Problem set:
1. Reproduce a part of the guide to Curtiss P-40 variants word for word, starting with "And besides, do" and going on through "differences between them.".
2. Answer these questions on the guide to Curtiss P-40 variants:
(a) Which squadron first used the sharkmouth motive?
(b) Which fighter did Josef Stalin choose over the P-40?
(c) About how many P-40 aircraft were produced?
3. Pick up the guide to Curtiss P-40 variants after its last sentence and keep writing.

Reading passage:
---*---

Modeller's Guide to Curtiss P-40 Variants
The P-40 was the last and best known of Curtiss Hawk series fighters initiated in the 1920s. It's qualities were, and are, controversial.Criticised by many for poor manoeuvrability, low speed and rate of climb, it was on a verge of being obsolescent already before series production started. The inadequacies of the P-40 were widely publicised in the initial war years and even became the subject of a Congressional investigation.
Still, the P-40 was used successfully by many Air Forces during the war. One of the first customers was RAF, where the fighter named Kittyhawk distinguished itself in the African and Italian campaigns. It also did pretty well in USAAF service during the first year of Japanese advance in the Pacific, when little else (namely the P-39 Airacobra) was available in quantity. Popularised as the aircraft used by the Flying Tigers (American Volunteer Group) in China, it also helped to produce one of the first morale-boosting 'success stories' of the American Air Force in the war against Japan. It is with this unit that the P-40 achieved immortal fame.
Another large user of the P-40 was the Soviet VVS. Interestingly, although favoured by USSR pilots, Josef Stalin himself opted for Bell P-39 over P-40 as "more suited for combat against German fighters." On what grounds his opinion was based remains a mystery.
The P-40 had no serious vices and was a pleasant aircraft to fly. When flown by an experienced pilot was able to give a good account of itself in aerial combat. It's indisputable advantage was also very tough construction, which made the aircraft capable of bringing it's pilot home despite sometimes heavy damage.
Contrary to it's opinion of a stop-gap measure, the production of P-40 continued long after more modern types were readily available. The total number of P-40 manufactured reached the third highest total for American World War II fighters, bettered only by the Republic P-47 Thunderbolt and the North American P-51 Mustang. These production numbers can be deemed the ultimate measure of the aircraft's usefulness.
And besides, do you know any other aircraft that looked better with the sharkmouth?
Do you know any other aircraft that looked better with the sharkmouth? Often associated with American Volunteer Group (AVG) in China, this motive was actually "discovered" by No. 112 RAF Squadron in North Africa, then adopted by AVG and many other air force units flying P-40s all over the world, including countries like Brazil!
Illustration (c) 1999 Thomas A. Tullis. Used with permission.
Unsurprisingly for the massive production of almost 14,000 aircraft, the P-40 went through many changes during it's life. Little resemblance can be found between last production variants and the original concept. This guide is intended to help identifying the production versions and spot the major differences between them.

---*---

Entries shown:
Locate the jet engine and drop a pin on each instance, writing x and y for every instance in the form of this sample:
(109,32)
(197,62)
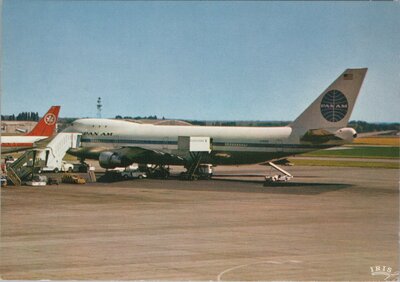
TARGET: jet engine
(112,160)
(347,133)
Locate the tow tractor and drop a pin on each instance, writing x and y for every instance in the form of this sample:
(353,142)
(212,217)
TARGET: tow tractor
(278,177)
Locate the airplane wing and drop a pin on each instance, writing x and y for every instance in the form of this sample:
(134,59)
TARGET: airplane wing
(125,156)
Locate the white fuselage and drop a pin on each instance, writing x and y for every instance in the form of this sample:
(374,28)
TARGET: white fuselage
(230,145)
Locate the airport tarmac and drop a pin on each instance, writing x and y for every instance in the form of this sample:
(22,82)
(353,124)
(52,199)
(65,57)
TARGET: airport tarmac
(329,223)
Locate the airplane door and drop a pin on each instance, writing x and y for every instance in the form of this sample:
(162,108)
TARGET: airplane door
(280,145)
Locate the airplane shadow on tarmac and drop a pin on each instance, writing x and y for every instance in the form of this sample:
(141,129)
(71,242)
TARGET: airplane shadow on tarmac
(231,185)
(295,188)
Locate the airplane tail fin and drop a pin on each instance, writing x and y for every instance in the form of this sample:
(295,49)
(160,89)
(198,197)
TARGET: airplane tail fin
(332,109)
(46,126)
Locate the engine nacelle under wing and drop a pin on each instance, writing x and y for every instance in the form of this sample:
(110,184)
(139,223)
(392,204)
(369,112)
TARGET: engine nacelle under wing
(112,160)
(347,133)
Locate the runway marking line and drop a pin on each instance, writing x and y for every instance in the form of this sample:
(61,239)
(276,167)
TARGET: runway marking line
(254,263)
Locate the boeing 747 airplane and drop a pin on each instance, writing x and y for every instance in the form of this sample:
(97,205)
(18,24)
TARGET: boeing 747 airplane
(323,124)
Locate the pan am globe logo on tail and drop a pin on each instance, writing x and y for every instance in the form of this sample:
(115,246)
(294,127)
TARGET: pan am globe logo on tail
(334,106)
(50,119)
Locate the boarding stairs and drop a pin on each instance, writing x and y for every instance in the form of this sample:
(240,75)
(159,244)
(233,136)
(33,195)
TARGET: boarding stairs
(23,167)
(55,151)
(195,148)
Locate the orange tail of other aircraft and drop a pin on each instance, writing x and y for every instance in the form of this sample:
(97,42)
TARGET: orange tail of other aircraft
(46,126)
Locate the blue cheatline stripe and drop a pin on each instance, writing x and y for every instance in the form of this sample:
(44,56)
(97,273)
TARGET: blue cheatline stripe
(222,144)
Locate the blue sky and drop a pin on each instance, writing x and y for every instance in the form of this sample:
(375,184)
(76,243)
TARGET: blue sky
(197,60)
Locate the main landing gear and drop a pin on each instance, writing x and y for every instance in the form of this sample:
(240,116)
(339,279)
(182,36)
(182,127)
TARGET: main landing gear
(157,171)
(278,177)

---*---

Results of the exercise:
1.
And besides, do you know any other aircraft that looked better with the sharkmouth?
Do you know any other aircraft that looked better with the sharkmouth? Often associated with American Volunteer Group (AVG) in China, this motive was actually "discovered" by No. 112 RAF Squadron in North Africa, then adopted by AVG and many other air force units flying P-40s all over the world, including countries like Brazil!
Illustration (c) 1999 Thomas A. Tullis. Used with permission.
Unsurprisingly for the massive production of almost 14,000 aircraft, the P-40 went through many changes during it's life. Little resemblance can be found between last production variants and the original concept. This guide is intended to help identifying the production versions and spot the major differences between them.

2.
(a) No. 112 RAF Squadron in North Africa
(b) The Bell P-39
(c) Almost 14,000

3.
XP-40 Prototype - The P-40s immediate ancestor was Curtiss P-36 (Model 75), a radial engine-powered fighter later flown by the French Air Force against Luftwaffe in 1940. The P-36 design was reworked to incorporate the liquid-cooled Allison V-1710 engine equipped with a supercharger, resulting in the XP-37. Thirteen YP-37 service-test aircraft were built, but major problems with the supercharger installation caused the development of the P-37 to be abandoned in favour of a less complex installation of the Allison V-1710 engine. Tenth production P-36A was converted to the new prototype. This project was given the designation Curtiss Model 75P, and the USAAC gave the project a new fighter designation, XP-40. The prototype first flew on October 14, 1938. It went through several modifications, several different positions and configurations of oil cooler had been tried affecting the aircraft's silhouette.
To make a very long story short, here's the list of major production variants:
P-40 - the original production version to USAAC specification. The armament was limited to two 0.50" machine guns located in the fuselage. The engine was V-1710-33. The first machine left the factory in May 1940. The model differed from the XP-40 prototype by having flush-riveted surface instead of drag-inducing conical rivets used in P-36. Following the new USAAC designation, Curtiss gave it's new fighter the internal designation H-81 (Curtiss Hawk Model 81)
A first production version P-40 can
be recognised by armament concentrated solely above the engine.
Wing-mounted guns would be introduced in all subsequent versions.
H-81A - export version for the Armée de l'Air, of which 140 were ordered. The first production machine flew in June 1940, too late to enter the French service. The contract was overtaken by RAF after the fall of France.
Tomahawk Mk. I - In the British service the "French" aircraft were named Tomahawk Mk. I. The machines were identical to the P-40, except for the instruments and equipment. Even the armament was improved with four wing-mounded machine guns. The first Tomahawks reached England in September 1940.
This is Tomahawk Mk. I, modified to the RAF specification with four wing-mounted 0.303" Brownings. Installation of British radio equipment resulted in a radio mast halfway down the rear fuselage.
P-40B - differed from the P-40 by improved armament obtained by two extra 0.30" machine guns in the wings. Heavier weight coupled with the same engine resulted in performance inferior to that of the P-40. Ca. 130 were produced, deliveries starting from March 1941.
Tomahawk Mk. IIA - was the export version of the P-40B for the RAF. The wing guns were replaced by two 0.303" calibre Brownings, and British radio was installed. It also had armour protection for the pilot and first version of self-sealing fuel tanks. 110 were produced, 23 of which were sent to the Soviet Union.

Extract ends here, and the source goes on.